Look for "Find the green" in the listing below, then copy exactly the line it appears in and all lines after it to the end, and nothing more.

---------- SUPPLIED INFORMATION

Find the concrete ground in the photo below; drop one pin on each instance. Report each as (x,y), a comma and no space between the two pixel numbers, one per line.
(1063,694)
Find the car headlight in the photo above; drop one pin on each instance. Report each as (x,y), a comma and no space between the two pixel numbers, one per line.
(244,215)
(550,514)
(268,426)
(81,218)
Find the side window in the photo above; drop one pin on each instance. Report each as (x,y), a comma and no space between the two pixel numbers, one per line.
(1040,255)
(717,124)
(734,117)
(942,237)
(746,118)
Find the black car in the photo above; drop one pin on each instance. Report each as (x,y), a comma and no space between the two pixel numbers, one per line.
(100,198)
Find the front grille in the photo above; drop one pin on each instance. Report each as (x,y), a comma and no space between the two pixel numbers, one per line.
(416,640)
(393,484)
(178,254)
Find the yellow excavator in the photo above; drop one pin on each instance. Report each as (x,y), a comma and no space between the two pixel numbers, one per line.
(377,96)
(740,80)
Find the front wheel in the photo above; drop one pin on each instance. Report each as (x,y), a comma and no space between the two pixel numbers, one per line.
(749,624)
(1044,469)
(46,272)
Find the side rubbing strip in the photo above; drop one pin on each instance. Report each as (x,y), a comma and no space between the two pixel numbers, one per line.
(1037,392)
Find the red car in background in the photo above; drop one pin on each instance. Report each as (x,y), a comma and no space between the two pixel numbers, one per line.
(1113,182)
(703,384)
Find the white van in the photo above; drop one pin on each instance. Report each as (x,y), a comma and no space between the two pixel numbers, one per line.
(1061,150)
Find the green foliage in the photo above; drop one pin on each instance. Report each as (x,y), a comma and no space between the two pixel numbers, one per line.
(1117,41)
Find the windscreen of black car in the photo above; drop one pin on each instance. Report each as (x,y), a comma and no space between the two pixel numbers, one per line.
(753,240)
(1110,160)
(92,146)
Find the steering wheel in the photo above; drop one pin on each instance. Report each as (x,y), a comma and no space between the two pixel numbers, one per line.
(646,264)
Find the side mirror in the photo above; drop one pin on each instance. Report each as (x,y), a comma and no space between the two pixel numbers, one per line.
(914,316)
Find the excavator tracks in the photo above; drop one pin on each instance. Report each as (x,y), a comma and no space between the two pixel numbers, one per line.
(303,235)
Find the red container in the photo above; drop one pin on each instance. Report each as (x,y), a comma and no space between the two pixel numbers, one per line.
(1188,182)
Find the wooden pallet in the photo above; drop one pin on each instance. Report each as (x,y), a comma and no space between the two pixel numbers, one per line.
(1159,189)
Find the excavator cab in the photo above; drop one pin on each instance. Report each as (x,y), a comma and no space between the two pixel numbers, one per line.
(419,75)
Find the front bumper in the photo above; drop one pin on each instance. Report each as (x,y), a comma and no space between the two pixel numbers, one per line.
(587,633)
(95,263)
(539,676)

--------------------

## WRITTEN SOLUTION
Find the green foliage in the photo above; drop one pin on each instance. Report each as (x,y), a comma and no space between the two pixel numbers, one per line.
(1117,41)
Find the windscreen of black car in the photo above; drop one pin on each instance. Report each as (x,y), a comma and no space between the two pixel numbers, one per line.
(753,240)
(1110,160)
(92,146)
Find the steering wheel in the photo above; drop one pin on each instance. Report each as (x,y), a comma and no space between the two pixel numbers, one per line.
(646,264)
Find the side mirror in the photo above; drop one pin on each instance. Report each as (x,y), a comma and no space between the two pixel numbers, one per line.
(914,316)
Find the excavator tracks in the photo above; drop one pin on each instance. Report each as (x,y), a comma and no space between the two pixel numbers, one per line.
(303,235)
Find the red container in the photo above; drop one pin on each instance. Report each as (x,y), a comma and no space between the two pixel numbers, one per line.
(1188,182)
Find the wooden pallet in the photo above; drop one pin on each instance. Report each as (x,y), a comma and no space between the two pixel numbers, one per line.
(1159,189)
Find the excavator cab in the photo above; drop one pin on each instance. Report each as (x,y), a comma and no space between the two pixel numbers, one per line.
(419,75)
Find the front bumper in the photo above; drop one pin on each instance. Report each as (x,y), a comma and no space between the two pixel numbers, one per line.
(587,633)
(95,263)
(539,676)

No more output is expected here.